[Challenge]: Write out the data below in full. Keep it exact.

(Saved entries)
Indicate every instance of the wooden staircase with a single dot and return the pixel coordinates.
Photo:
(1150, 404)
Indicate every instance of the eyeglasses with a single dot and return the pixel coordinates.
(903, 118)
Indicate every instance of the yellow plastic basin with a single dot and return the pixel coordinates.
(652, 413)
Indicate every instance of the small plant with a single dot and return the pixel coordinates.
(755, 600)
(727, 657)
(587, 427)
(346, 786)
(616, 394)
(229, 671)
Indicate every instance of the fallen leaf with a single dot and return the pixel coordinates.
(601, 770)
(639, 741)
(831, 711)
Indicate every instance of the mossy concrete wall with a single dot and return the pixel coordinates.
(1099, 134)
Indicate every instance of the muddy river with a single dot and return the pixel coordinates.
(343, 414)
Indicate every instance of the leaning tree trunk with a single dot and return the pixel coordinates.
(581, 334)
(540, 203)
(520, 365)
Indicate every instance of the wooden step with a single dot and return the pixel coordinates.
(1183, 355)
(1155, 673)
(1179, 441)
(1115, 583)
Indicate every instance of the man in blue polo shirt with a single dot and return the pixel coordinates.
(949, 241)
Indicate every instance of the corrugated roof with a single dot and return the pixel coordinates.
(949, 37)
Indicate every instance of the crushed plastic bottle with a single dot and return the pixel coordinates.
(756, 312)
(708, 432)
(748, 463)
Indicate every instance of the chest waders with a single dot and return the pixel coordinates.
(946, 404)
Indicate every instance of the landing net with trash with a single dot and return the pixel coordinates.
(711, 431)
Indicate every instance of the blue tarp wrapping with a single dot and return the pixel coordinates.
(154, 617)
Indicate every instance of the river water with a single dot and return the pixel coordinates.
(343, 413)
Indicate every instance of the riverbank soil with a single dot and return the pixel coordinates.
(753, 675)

[Answer below]:
Indicate every instance of the wooden staircase with a single dot and return the pixel coordinates.
Photo:
(1150, 404)
Indicate every instance of the eyeglasses with a single dot and return the pixel coordinates.
(903, 118)
Indicate every instance of the yellow plastic basin with a single dot and return the pixel coordinates.
(652, 413)
Indicate every instance of the small plant with a single dot and return the pixel coordinates.
(755, 600)
(727, 657)
(587, 427)
(346, 786)
(616, 394)
(229, 671)
Indicate every instance of the fallen leaf with a single dot and return the pixel coordinates.
(601, 770)
(639, 741)
(831, 711)
Indicate every instance of the mossy concrete wall with a single dot and return the pixel coordinates.
(1099, 134)
Indicate every instance of the muddy river with a single dot and return the pixel coordinates.
(343, 414)
Indicate every instance of the leaning tree trunk with a single dot and return the pixel coordinates.
(581, 334)
(540, 203)
(520, 365)
Indicate every instance of the wooden step with a single dot and return the pixel coordinates.
(1183, 355)
(1155, 673)
(1179, 441)
(1115, 583)
Indicate every instance of the man in blue polo shirt with a single dot and return the pixel coordinates.
(949, 241)
Indicate every instance of the corrugated roof with a single dot and return the pixel coordinates.
(949, 37)
Indicate every instance of the crushed plastic bottle with a single dot and return the pixel coordinates.
(756, 312)
(708, 432)
(748, 463)
Indicate every instance of the chest waders with a single dot and return the pixel coordinates.
(946, 404)
Indicate every instance of the landing net with trash with a single dot and return the pixel coordinates.
(711, 431)
Indicate every instance of the blue tarp wrapping with a single dot and return the pixel coordinates.
(154, 617)
Indicate every instance of the river water with a single dot and return the pixel coordinates.
(343, 413)
Indicate every instance of the riverbank soil with a single dot and return the pixel coordinates.
(753, 675)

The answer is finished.